* **WORK INSTRUCTIONS**
In the listing below, find the line containing "How quickly can you produce the bounding box of the dragonfly" and the line containing "Speed round! Given". Repeat exactly those two lines and every line between them.

-----

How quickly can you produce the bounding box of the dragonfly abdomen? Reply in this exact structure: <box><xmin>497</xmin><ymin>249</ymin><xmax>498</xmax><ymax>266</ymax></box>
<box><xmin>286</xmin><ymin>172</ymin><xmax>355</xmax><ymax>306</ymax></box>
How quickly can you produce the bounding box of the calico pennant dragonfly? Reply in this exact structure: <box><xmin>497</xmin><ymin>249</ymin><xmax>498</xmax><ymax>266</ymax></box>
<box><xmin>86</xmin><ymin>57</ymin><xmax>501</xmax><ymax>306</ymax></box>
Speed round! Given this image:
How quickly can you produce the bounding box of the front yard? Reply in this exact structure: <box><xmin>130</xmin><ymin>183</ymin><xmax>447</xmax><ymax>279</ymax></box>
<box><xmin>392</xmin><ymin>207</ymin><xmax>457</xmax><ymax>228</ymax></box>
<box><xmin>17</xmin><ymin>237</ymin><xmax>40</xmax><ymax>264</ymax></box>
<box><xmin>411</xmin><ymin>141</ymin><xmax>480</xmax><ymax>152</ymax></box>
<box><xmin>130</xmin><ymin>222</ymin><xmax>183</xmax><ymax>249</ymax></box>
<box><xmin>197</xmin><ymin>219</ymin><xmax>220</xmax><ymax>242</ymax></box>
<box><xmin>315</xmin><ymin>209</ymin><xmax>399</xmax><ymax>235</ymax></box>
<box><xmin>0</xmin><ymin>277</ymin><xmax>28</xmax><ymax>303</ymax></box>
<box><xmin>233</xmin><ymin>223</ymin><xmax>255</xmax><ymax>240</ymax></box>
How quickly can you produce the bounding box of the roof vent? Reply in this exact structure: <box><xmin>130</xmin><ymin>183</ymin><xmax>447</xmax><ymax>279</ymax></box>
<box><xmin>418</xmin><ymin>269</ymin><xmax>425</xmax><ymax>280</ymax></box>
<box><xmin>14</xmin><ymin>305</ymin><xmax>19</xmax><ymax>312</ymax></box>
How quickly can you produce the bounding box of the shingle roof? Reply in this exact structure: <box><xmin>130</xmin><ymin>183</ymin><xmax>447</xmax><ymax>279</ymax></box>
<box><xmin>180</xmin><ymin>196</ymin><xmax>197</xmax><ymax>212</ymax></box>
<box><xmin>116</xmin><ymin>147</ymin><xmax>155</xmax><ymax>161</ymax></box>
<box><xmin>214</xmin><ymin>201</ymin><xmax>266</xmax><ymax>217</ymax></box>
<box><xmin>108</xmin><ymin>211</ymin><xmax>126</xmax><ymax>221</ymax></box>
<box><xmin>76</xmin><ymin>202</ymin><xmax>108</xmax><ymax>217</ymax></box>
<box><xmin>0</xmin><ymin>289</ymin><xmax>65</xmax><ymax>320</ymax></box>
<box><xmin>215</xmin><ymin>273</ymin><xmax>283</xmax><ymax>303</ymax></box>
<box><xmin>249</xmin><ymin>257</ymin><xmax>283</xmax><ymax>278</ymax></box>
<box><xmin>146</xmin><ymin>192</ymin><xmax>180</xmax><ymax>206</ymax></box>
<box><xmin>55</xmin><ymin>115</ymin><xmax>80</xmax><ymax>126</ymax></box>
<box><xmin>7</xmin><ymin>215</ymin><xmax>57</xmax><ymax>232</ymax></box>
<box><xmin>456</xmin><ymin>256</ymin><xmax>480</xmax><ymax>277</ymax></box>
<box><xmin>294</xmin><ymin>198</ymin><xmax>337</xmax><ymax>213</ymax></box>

-----

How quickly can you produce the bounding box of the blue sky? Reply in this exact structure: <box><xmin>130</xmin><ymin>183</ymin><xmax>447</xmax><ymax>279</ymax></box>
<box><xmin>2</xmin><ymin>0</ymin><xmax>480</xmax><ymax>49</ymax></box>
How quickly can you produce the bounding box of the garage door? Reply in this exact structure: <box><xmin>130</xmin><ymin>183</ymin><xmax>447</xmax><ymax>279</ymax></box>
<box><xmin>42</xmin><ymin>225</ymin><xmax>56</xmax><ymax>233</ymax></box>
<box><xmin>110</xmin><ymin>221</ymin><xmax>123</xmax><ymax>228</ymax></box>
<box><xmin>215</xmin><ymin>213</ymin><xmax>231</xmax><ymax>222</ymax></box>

-----

* **EXERCISE SOLUTION**
How quickly can you produce the bounding box of the dragonfly abdomen? Reply in this exact structure: <box><xmin>497</xmin><ymin>249</ymin><xmax>498</xmax><ymax>266</ymax></box>
<box><xmin>286</xmin><ymin>172</ymin><xmax>355</xmax><ymax>306</ymax></box>
How quickly can you produce the bounding box of the calico pennant dragonfly? Reply in this exact structure: <box><xmin>497</xmin><ymin>249</ymin><xmax>498</xmax><ymax>266</ymax></box>
<box><xmin>86</xmin><ymin>57</ymin><xmax>501</xmax><ymax>306</ymax></box>
Speed round! Given this image:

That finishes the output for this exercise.